* [Stated goal]
Copy out the entries below, substituting "biggest circle" for each occurrence of "largest circle" and leaving everything else unchanged. Omit the pictures from your answer.

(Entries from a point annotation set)
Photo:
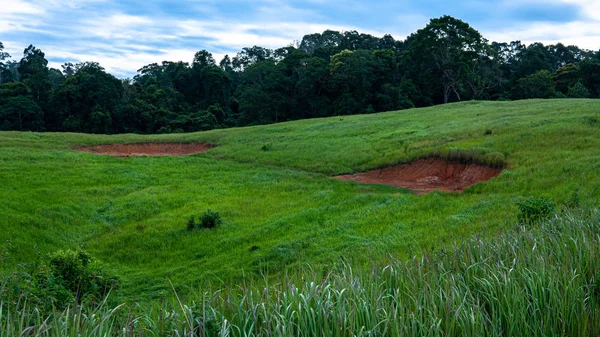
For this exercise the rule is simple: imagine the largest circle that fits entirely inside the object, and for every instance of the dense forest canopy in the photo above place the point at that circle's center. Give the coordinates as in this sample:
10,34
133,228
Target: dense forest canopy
332,73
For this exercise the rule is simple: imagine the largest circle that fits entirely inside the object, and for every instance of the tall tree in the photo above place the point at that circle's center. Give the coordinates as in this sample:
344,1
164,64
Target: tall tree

* [Output of the task]
Photo:
For this exercise the rule is simple: imagine the biggest circle that fits entirely inside the object, and for every instance of the dense forest canopy in the photo above place the point at that circle's center. Give the coordinates as in this sample:
10,34
133,228
Target: dense forest canopy
332,73
For this exercise the rule is simple: imagine the biggest circle that fits entirely inside the object, and for every instance of the tall tree in the photo above place the point at that circle's center. Give the coordinates as in this sample:
344,1
164,64
Target: tall tree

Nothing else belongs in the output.